> **LISTED RECORDS**:
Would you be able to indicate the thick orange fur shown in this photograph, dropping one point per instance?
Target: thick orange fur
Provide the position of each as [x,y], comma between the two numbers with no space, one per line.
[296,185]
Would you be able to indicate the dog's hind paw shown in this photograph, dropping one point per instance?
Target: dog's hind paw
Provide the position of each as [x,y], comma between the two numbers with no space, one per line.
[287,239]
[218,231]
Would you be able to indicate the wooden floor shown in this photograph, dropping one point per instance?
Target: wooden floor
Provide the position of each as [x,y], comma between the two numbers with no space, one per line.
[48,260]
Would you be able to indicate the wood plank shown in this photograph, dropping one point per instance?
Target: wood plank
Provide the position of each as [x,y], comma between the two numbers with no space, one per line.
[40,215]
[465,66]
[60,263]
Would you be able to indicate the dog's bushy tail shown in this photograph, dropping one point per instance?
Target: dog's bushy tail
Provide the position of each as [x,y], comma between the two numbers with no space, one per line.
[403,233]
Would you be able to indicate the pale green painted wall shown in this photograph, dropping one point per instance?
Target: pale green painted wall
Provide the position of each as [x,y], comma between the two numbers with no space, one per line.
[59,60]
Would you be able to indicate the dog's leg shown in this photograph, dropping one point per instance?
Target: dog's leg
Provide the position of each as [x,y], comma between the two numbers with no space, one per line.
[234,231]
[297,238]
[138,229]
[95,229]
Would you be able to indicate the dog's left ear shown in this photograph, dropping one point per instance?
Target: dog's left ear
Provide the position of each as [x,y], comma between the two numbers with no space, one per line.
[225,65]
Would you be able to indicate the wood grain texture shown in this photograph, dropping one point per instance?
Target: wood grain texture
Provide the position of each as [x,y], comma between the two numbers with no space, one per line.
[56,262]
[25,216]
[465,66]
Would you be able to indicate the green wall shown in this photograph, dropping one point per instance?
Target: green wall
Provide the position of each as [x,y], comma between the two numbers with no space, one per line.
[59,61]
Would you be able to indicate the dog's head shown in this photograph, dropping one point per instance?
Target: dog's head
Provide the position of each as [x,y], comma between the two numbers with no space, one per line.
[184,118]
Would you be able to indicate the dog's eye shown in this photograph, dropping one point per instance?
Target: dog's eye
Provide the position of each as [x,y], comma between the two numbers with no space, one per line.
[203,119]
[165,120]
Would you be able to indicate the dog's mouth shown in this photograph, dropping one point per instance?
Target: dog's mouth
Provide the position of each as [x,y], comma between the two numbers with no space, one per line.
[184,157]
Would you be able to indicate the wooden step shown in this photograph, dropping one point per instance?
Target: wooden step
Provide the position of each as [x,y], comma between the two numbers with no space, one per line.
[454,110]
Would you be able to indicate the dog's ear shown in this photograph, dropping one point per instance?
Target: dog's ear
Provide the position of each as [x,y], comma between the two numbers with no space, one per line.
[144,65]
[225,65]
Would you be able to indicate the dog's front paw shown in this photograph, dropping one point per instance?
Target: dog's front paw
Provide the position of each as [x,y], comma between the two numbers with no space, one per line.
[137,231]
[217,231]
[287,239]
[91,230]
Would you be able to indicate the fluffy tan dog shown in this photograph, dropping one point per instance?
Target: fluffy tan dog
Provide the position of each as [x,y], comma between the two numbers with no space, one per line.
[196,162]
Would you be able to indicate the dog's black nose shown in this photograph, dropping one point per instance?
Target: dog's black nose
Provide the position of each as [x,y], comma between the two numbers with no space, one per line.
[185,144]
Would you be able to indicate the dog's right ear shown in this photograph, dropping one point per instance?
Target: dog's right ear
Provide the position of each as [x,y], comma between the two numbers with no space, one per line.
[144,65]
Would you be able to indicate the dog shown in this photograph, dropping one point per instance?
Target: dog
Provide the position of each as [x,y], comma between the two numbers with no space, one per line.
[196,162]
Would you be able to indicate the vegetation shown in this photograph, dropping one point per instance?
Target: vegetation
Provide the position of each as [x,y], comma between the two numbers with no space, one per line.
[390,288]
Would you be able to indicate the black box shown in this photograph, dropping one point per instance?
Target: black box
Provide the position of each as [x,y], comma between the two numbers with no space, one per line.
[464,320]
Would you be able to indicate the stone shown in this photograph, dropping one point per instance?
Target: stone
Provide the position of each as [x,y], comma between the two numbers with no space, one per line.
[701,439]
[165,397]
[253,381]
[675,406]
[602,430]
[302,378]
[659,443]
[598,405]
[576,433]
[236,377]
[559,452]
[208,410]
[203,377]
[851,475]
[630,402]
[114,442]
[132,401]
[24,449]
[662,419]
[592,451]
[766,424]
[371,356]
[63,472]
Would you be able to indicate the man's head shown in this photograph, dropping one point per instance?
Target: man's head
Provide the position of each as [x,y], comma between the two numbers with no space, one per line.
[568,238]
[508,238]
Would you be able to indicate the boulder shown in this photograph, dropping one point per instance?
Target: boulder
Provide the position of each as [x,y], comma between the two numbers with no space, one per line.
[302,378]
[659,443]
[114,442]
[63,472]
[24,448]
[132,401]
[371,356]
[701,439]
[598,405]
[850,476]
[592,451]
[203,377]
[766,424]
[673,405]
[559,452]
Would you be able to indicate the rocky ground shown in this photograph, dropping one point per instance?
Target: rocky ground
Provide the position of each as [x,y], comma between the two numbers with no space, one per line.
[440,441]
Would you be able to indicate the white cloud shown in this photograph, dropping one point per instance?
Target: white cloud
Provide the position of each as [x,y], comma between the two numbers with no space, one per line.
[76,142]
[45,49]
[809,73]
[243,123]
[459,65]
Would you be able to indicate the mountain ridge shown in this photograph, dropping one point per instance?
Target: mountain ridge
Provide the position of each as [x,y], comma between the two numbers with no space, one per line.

> **GIVEN PROBLEM**:
Recopy all the lines exactly as they appear.

> **COMPLETE ANSWER**:
Would you be able to indicate the thick orange fur shown in this photograph, dropping one point per instance?
Target: thick orange fur
Provide the position of each as [x,y], comma between the two numbers with no space, one per line.
[296,185]
Would you be able to indicate the dog's hind paw shown in this photograph, dropping one point per instance?
Target: dog's hind paw
Provide the position of each as [x,y], comma between the two numbers with no space, one per line.
[287,239]
[218,231]
Would you be able to indicate the wooden floor shown in this photograph, dropping one point per instance?
Target: wooden floor
Provide the position of each as [x,y], comma between the two numbers with no space, one per line.
[48,260]
Would you be able to indicate the wood plank shown in this photograph, dropping one point per instance?
Target: wood plank
Provide the position of each as [x,y], comma between the two numbers with no space, one per line.
[40,215]
[465,66]
[60,263]
Would you be able to indicate the dog's bushy tail shown in this photograph, dropping one point per instance?
Target: dog's bushy tail
Provide the position of each as [x,y], comma between the two numbers with no space, one per line.
[403,233]
Would you be able to indicate the pale green painted wall shown in this photograph, dropping one point per instance?
Target: pale green painted wall
Provide the position of each as [x,y], comma between the two numbers with no space, one per line.
[59,60]
Would you be able to indicate the dog's leg shown in this photograph, dropping one point per instance?
Target: dog's leg
Provide the position of each as [x,y], comma between the two numbers with no space, one per line.
[234,231]
[297,238]
[138,229]
[95,229]
Would you be able to indicate the dog's left ear shown in this photograph, dropping one point per instance?
Target: dog's left ear
Provide the position of each as [x,y], comma between the two numbers with no space, one per line.
[225,65]
Would you be able to indicate the wood grain texture shown in this photograph, dropping one point per instance?
Target: wood grain texture
Provide the position of each as [x,y], comma between the two numbers with no space, one per line.
[56,262]
[25,216]
[465,66]
Would you be able to indicate the green wall shown in this photograph, dropping one point per instance?
Target: green wall
Provide the position of each as [x,y], comma between the two numbers with no space, one per line.
[59,61]
Would you be able to indicate the dog's head shown in this photograph, dropping one point per instance?
Target: dog's head
Provide the position of each as [x,y], comma between the two numbers with no space, one per line.
[184,118]
Would you be able to indicate the dog's eye shown in this photograph, dropping one point per instance?
Target: dog's eye
Provide the position of each as [x,y], comma between the two numbers with no space, one per line.
[203,119]
[165,120]
Would you be able to indicate the dog's mouth shown in this photograph, dropping one point per instance?
Target: dog's mouth
Provide the position of each as [x,y], comma between the two numbers with no space, one per line.
[184,157]
Would you be able to indicate the wooden step shown in this photograph, dropping one point per instance?
Target: wooden step
Provide the position of each as [x,y], comma between the two numbers with no space, one per line.
[454,110]
Would you be able to indicate the dog's ear shown in this photograph, dropping one point per instance?
Target: dog's ear
Provide the position of each as [x,y], comma between the two numbers with no space, one per line.
[144,65]
[225,65]
Would you be able to indicate the dog's front paw shown in this photograph, dropping one point per instance?
Target: dog's front paw
Provide the position of each as [x,y], comma between the two numbers with no space, one per line.
[137,231]
[217,231]
[287,239]
[91,230]
Would you be able to indicate the fluffy tan dog shown in this photograph, dropping one point per instance?
Target: fluffy tan dog
Provide the position of each as [x,y], comma between the two numbers with no space, one per line.
[196,162]
Would you be able to indicate the dog's black nose shown in this photograph, dropping one point per instance?
Target: dog's black nose
Provide the position of each as [x,y], comma between the two numbers with no space, one per line.
[185,144]
Would you be able to indicate the dog's right ear shown in this photograph, dropping one point per instance?
Target: dog's right ear
Provide the position of each as [x,y], comma between the two numbers with no space, one per line.
[144,65]
Would you be able to indicate the dog shown in this photograph, dropping one point per instance?
Target: dog
Provide the position of each as [x,y], comma between the two numbers with no space, one per line.
[196,162]
Would you be able to indicate the vegetation shown in this photograph, dropping one point per instance?
Target: vegetation
Provide the position of each as [x,y], comma between the two numbers with no space, one per line.
[390,288]
Would you be able to indicate the black box shown in this photograph, dropping one point per instance?
Target: black box
Provide the position of each as [x,y], comma between the two numbers with no space, one per line.
[464,320]
Would you be able to indicate the stone shown in this photograph, dropping one point per instance?
Target: stone
Provide the position of each as [x,y], comma between the two numbers with no space, one per line.
[701,439]
[165,397]
[253,381]
[675,406]
[602,430]
[302,378]
[659,443]
[598,405]
[576,433]
[236,377]
[559,452]
[208,410]
[203,377]
[851,475]
[630,402]
[114,442]
[132,401]
[24,449]
[662,419]
[592,451]
[766,424]
[371,356]
[63,472]
Would you be able to indicate the man's head shown in this photograph, dropping one point per instance?
Target: man's head
Provide the position of each as [x,y], comma between the two numbers with no space, one per line.
[568,238]
[508,238]
Would you be able to indicate the boulder shown in this photograph, dropping one point per instance?
Target: boulder
Provide the position of each as [x,y], comma between the two numbers with no space, one per line.
[302,378]
[659,443]
[114,442]
[63,472]
[24,448]
[132,401]
[371,356]
[701,439]
[598,405]
[850,476]
[592,451]
[203,377]
[766,424]
[673,405]
[559,452]
Would you be able to indicate the rocky ground shown in this photograph, dropping one point per instance?
Target: rocky ground
Provide the position of each as [x,y], comma between the two numbers with no space, one per line.
[440,441]
Would you be able to indicate the white cloud shown in this photograph, dropping one point per instance?
Target: white cloud
Provide the position of each as [x,y], comma between the two numbers with no space, one per line.
[76,142]
[45,49]
[809,73]
[243,123]
[459,65]
Would you be able to indicate the mountain ridge shown in this photograph, dropping one point per instance?
Target: mountain ridge
Provide the position of each as [x,y], comma between the two numbers with no space, one per line.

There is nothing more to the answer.